WHAT NEEDS TO BE DONE: Count the lines in the rows below that contain the string "banner", and give only that number.

- - -

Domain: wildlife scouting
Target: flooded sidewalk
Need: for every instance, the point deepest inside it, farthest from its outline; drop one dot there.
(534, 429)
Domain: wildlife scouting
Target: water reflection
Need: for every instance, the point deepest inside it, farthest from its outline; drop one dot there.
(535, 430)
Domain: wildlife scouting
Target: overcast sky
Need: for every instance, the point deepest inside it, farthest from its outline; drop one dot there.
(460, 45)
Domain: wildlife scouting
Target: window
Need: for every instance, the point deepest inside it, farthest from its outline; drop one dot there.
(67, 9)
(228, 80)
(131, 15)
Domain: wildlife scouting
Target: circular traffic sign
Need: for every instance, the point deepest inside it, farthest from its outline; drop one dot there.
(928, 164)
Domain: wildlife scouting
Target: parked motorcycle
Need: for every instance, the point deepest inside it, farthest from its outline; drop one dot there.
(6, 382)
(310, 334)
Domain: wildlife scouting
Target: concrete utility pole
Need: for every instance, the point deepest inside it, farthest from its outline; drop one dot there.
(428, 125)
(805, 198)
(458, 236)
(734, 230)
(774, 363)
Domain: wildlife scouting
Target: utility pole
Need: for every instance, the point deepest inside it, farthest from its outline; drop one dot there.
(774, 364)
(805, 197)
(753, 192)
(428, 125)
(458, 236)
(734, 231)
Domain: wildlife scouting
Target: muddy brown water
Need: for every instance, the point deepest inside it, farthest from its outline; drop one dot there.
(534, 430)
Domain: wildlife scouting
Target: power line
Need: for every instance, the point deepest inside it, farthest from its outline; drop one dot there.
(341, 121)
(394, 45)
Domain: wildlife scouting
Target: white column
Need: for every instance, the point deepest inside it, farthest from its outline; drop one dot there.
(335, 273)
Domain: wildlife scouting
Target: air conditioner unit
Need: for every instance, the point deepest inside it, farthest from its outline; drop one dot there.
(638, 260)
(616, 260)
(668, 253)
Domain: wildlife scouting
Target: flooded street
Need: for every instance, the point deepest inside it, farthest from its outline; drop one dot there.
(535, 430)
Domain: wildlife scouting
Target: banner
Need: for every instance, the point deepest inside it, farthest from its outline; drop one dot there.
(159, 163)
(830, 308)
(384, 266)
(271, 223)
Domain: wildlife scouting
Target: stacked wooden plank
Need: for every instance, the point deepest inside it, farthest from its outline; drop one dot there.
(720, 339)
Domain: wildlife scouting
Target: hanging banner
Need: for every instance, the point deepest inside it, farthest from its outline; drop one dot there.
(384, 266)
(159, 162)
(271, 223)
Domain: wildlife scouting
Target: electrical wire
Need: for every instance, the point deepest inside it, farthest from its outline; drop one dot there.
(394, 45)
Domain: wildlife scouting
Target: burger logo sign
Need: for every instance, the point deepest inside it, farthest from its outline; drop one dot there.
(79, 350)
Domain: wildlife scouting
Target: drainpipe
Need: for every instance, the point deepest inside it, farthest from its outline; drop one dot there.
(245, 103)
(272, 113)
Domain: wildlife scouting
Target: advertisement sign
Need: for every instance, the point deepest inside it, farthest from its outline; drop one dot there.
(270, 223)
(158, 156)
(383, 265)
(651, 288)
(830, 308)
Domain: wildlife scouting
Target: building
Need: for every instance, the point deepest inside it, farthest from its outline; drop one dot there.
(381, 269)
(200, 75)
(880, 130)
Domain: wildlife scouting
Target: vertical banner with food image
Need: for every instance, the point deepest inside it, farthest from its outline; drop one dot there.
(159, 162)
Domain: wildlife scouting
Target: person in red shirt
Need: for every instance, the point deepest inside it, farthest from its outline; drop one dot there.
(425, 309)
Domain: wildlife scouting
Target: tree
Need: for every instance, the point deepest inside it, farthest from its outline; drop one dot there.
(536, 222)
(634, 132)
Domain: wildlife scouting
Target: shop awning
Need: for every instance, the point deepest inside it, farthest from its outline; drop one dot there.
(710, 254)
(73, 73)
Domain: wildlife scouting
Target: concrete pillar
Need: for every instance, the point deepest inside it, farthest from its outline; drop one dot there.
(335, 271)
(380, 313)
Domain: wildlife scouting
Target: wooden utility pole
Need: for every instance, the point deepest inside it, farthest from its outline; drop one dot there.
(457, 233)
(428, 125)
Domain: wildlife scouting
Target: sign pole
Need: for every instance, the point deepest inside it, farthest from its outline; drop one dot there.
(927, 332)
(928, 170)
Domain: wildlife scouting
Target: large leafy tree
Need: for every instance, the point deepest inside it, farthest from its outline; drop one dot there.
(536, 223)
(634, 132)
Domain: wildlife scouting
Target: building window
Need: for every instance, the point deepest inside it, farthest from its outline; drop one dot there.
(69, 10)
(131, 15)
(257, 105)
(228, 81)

- - -

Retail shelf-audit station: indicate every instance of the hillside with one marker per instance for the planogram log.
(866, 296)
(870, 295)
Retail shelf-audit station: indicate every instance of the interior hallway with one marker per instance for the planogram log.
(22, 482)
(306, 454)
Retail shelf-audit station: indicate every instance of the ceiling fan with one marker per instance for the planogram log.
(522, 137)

- - -

FINAL RESULT: 3